## Directions
Nothing but the lines from the one containing "house number plaque" through the final line of the listing should appear in the answer, each exactly as written.

## The input
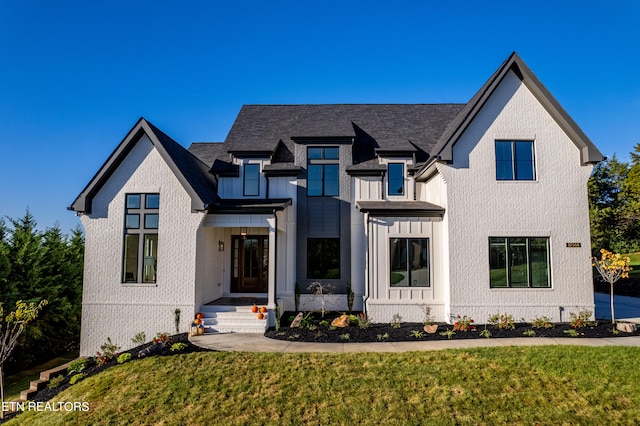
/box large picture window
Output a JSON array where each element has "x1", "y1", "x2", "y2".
[
  {"x1": 389, "y1": 238, "x2": 430, "y2": 287},
  {"x1": 495, "y1": 141, "x2": 535, "y2": 180},
  {"x1": 308, "y1": 147, "x2": 339, "y2": 196},
  {"x1": 123, "y1": 193, "x2": 159, "y2": 283},
  {"x1": 489, "y1": 237, "x2": 550, "y2": 288},
  {"x1": 307, "y1": 238, "x2": 340, "y2": 279}
]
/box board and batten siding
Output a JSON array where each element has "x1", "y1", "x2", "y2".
[{"x1": 80, "y1": 135, "x2": 205, "y2": 356}]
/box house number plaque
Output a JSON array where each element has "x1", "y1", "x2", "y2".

## Response
/box house number plaque
Output a JSON array where each element has "x1", "y1", "x2", "y2".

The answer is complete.